*TASK STATEMENT*
When you reproduce the listing, keep every word as it is and drop the pictures.

*GIVEN RECORDS*
■ ■ ■

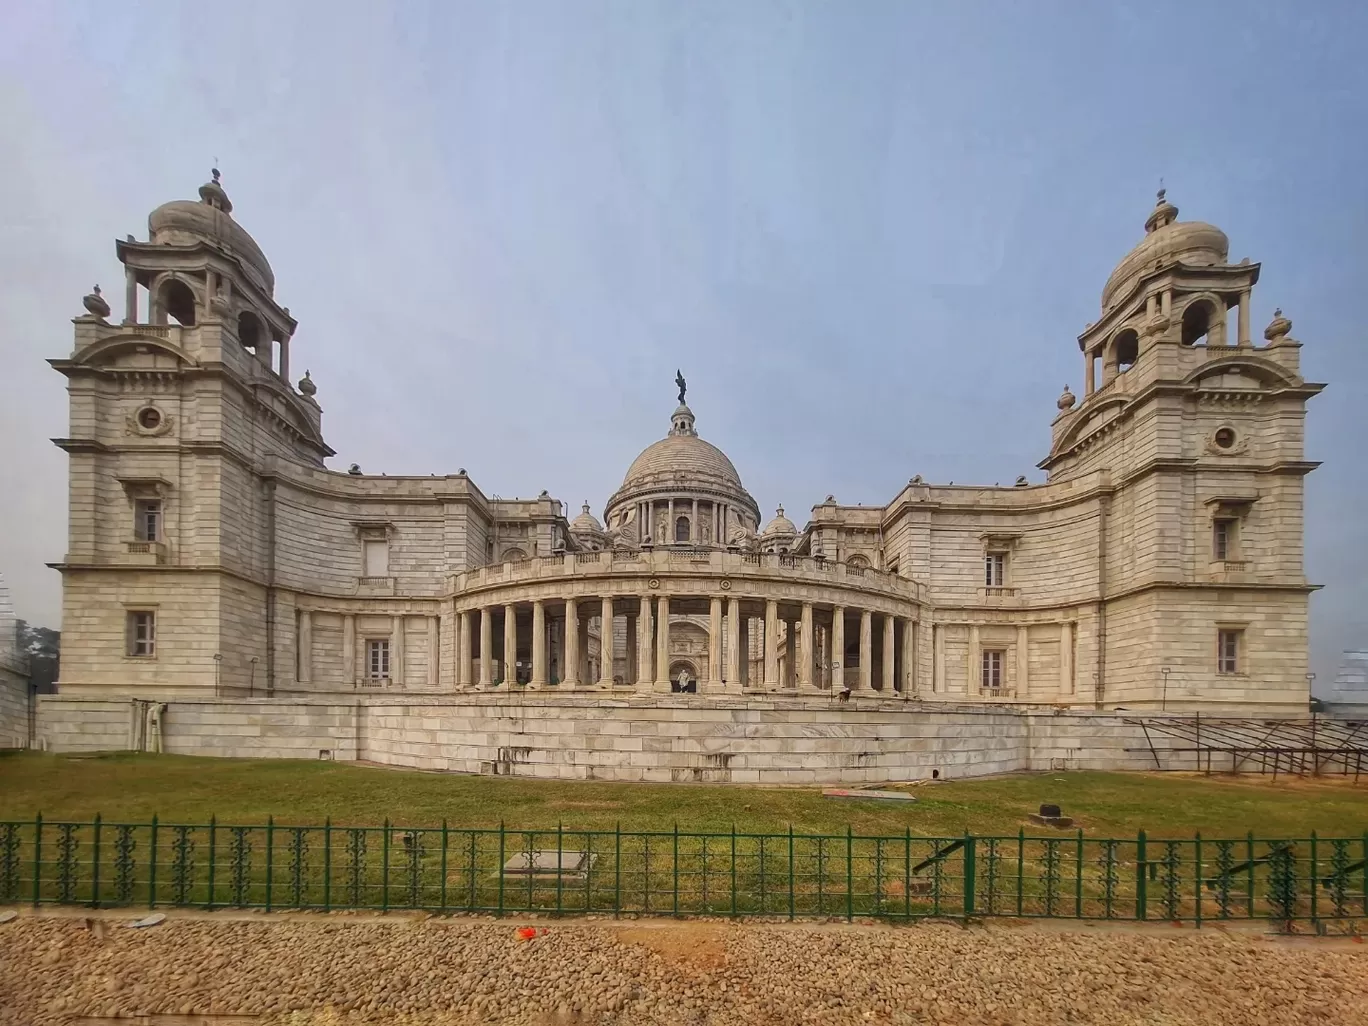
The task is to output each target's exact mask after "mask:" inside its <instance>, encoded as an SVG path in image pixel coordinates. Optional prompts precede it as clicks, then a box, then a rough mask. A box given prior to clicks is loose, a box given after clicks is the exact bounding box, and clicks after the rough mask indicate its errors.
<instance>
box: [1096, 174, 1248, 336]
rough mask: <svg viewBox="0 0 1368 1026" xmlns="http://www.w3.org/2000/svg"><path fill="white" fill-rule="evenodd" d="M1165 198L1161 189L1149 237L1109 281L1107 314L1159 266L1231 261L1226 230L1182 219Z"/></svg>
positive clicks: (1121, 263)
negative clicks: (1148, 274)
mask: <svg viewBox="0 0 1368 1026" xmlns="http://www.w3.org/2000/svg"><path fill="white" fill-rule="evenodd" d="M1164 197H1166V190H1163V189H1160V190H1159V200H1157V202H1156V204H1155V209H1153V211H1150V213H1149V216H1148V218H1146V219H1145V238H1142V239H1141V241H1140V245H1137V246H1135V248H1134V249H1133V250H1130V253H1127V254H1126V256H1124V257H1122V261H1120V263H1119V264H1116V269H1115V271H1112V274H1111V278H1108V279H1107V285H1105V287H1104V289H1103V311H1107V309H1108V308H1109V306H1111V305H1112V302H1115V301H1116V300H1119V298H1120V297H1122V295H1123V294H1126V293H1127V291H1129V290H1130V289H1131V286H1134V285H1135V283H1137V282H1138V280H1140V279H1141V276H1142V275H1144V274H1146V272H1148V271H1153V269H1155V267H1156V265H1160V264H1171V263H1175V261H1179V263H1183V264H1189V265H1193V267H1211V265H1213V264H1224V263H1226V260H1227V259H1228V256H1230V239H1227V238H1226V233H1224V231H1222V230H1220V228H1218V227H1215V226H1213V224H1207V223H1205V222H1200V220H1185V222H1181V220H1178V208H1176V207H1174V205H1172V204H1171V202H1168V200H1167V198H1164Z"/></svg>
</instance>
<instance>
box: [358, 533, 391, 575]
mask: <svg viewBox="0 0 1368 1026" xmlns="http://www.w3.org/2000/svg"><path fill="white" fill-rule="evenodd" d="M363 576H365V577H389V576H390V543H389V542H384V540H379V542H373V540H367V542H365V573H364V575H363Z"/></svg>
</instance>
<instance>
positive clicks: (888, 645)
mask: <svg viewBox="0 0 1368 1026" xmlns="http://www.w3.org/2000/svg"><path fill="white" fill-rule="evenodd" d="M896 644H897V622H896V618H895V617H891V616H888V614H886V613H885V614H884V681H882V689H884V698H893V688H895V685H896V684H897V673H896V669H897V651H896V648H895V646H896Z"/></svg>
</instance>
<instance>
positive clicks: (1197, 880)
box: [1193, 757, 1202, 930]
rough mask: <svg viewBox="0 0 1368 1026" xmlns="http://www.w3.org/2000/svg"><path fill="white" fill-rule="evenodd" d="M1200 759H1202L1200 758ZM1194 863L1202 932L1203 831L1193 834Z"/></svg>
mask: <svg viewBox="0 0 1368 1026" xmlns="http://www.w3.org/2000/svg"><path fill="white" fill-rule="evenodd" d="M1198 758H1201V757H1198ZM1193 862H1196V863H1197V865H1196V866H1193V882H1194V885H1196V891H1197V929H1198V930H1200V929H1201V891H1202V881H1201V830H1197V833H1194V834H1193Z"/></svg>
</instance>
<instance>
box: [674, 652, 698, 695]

■ ■ ■

*OUTPUT OF THE TASK*
The task is to output each target's exact mask after "mask:" inside its <instance>, encoded as an SVG path in image pixel coordinates. Optional prompts precede it as clicks, then a box, then a rough mask. A box given prior to clicks is loose, a box given after clicks is the exact bounding box, and clicks after the rough mask indicate its errors.
<instance>
box: [1096, 174, 1248, 336]
rough mask: <svg viewBox="0 0 1368 1026" xmlns="http://www.w3.org/2000/svg"><path fill="white" fill-rule="evenodd" d="M1165 198L1161 189L1149 237L1109 281L1107 314L1159 266L1231 261L1226 230L1182 219Z"/></svg>
positive clicks: (1121, 263)
negative clicks: (1148, 274)
mask: <svg viewBox="0 0 1368 1026" xmlns="http://www.w3.org/2000/svg"><path fill="white" fill-rule="evenodd" d="M1164 197H1166V190H1163V189H1160V190H1159V200H1157V202H1156V204H1155V209H1153V211H1150V213H1149V216H1148V218H1146V219H1145V238H1142V239H1141V241H1140V245H1137V246H1135V248H1134V249H1133V250H1130V253H1127V254H1126V256H1124V257H1122V261H1120V263H1119V264H1116V269H1115V271H1112V274H1111V278H1108V279H1107V285H1105V287H1104V289H1103V311H1107V309H1108V308H1109V306H1111V305H1112V302H1115V301H1116V300H1119V298H1120V297H1122V295H1123V294H1126V293H1127V291H1129V290H1130V289H1131V286H1134V285H1135V283H1137V282H1138V280H1140V279H1141V276H1142V275H1144V274H1146V272H1148V271H1153V269H1155V267H1156V265H1160V264H1171V263H1175V261H1179V263H1183V264H1189V265H1193V267H1211V265H1213V264H1224V263H1226V260H1227V259H1228V256H1230V239H1227V238H1226V233H1224V231H1222V230H1220V228H1218V227H1215V226H1213V224H1207V223H1205V222H1200V220H1185V222H1181V220H1178V208H1176V207H1174V205H1172V204H1171V202H1168V200H1167V198H1164Z"/></svg>
</instance>
<instance>
box: [358, 533, 391, 575]
mask: <svg viewBox="0 0 1368 1026" xmlns="http://www.w3.org/2000/svg"><path fill="white" fill-rule="evenodd" d="M363 576H365V577H389V576H390V543H389V542H384V540H379V542H373V540H367V542H365V573H364V575H363Z"/></svg>
</instance>
<instance>
positive clicks: (888, 645)
mask: <svg viewBox="0 0 1368 1026" xmlns="http://www.w3.org/2000/svg"><path fill="white" fill-rule="evenodd" d="M896 644H897V622H896V618H895V617H891V616H888V614H886V613H885V614H884V681H882V689H884V698H893V688H895V685H896V684H897V673H896V669H897V651H896V648H895V646H896Z"/></svg>
</instance>
<instance>
positive clicks: (1197, 880)
box: [1193, 757, 1202, 930]
rough mask: <svg viewBox="0 0 1368 1026" xmlns="http://www.w3.org/2000/svg"><path fill="white" fill-rule="evenodd" d="M1200 759H1202L1200 758ZM1194 863L1202 932L1203 831L1193 834Z"/></svg>
mask: <svg viewBox="0 0 1368 1026" xmlns="http://www.w3.org/2000/svg"><path fill="white" fill-rule="evenodd" d="M1198 758H1201V757H1198ZM1193 862H1196V863H1197V865H1196V866H1193V882H1194V885H1196V891H1197V929H1198V930H1200V929H1201V891H1202V881H1201V830H1197V833H1194V834H1193Z"/></svg>
</instance>
<instance>
box: [674, 652, 698, 695]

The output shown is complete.